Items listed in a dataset

########

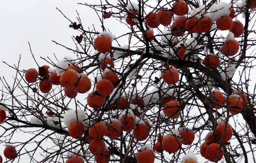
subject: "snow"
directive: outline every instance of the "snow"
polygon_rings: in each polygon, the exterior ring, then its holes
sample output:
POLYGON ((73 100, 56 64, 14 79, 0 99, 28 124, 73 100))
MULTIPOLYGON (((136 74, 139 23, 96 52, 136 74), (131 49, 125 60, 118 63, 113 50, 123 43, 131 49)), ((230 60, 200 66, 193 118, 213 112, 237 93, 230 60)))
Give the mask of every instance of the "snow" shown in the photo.
POLYGON ((72 58, 69 56, 66 56, 57 62, 55 68, 57 75, 60 75, 61 73, 64 71, 63 69, 65 69, 69 66, 69 65, 74 64, 74 62, 72 60, 73 60, 73 59, 72 58))
POLYGON ((50 126, 55 128, 60 128, 60 122, 59 121, 59 117, 57 116, 49 116, 46 118, 45 121, 46 123, 49 126, 50 126), (56 123, 55 124, 55 123, 56 123))
POLYGON ((231 5, 224 2, 216 2, 210 7, 209 15, 214 21, 221 18, 223 16, 229 15, 231 5))
POLYGON ((80 109, 78 109, 77 110, 74 109, 69 110, 66 112, 63 120, 64 124, 67 126, 69 126, 72 122, 77 121, 83 122, 83 120, 87 118, 85 112, 84 110, 80 109), (76 119, 77 111, 78 119, 76 119))
POLYGON ((113 41, 113 40, 114 40, 114 36, 113 36, 113 35, 110 33, 108 31, 103 31, 101 32, 100 33, 100 34, 99 34, 99 36, 105 36, 109 38, 111 40, 111 41, 113 41))
POLYGON ((145 145, 141 147, 140 149, 140 150, 143 151, 145 150, 153 150, 153 149, 150 147, 149 144, 146 144, 145 145))
POLYGON ((131 2, 129 1, 129 3, 127 5, 127 9, 128 10, 136 10, 139 11, 139 5, 137 2, 131 2))
POLYGON ((37 125, 43 125, 43 122, 41 120, 33 116, 30 117, 30 123, 37 125))
POLYGON ((188 161, 194 161, 195 162, 197 162, 197 158, 193 152, 189 151, 184 155, 182 158, 181 163, 183 163, 188 161))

########

WORK INSTRUCTIONS: Extract every line of the data above that contains the string "instance", matching case exactly.

TASK RESULT:
directive: outline every instance of the "snow"
Give the mask of every instance of the "snow" shown in the photo.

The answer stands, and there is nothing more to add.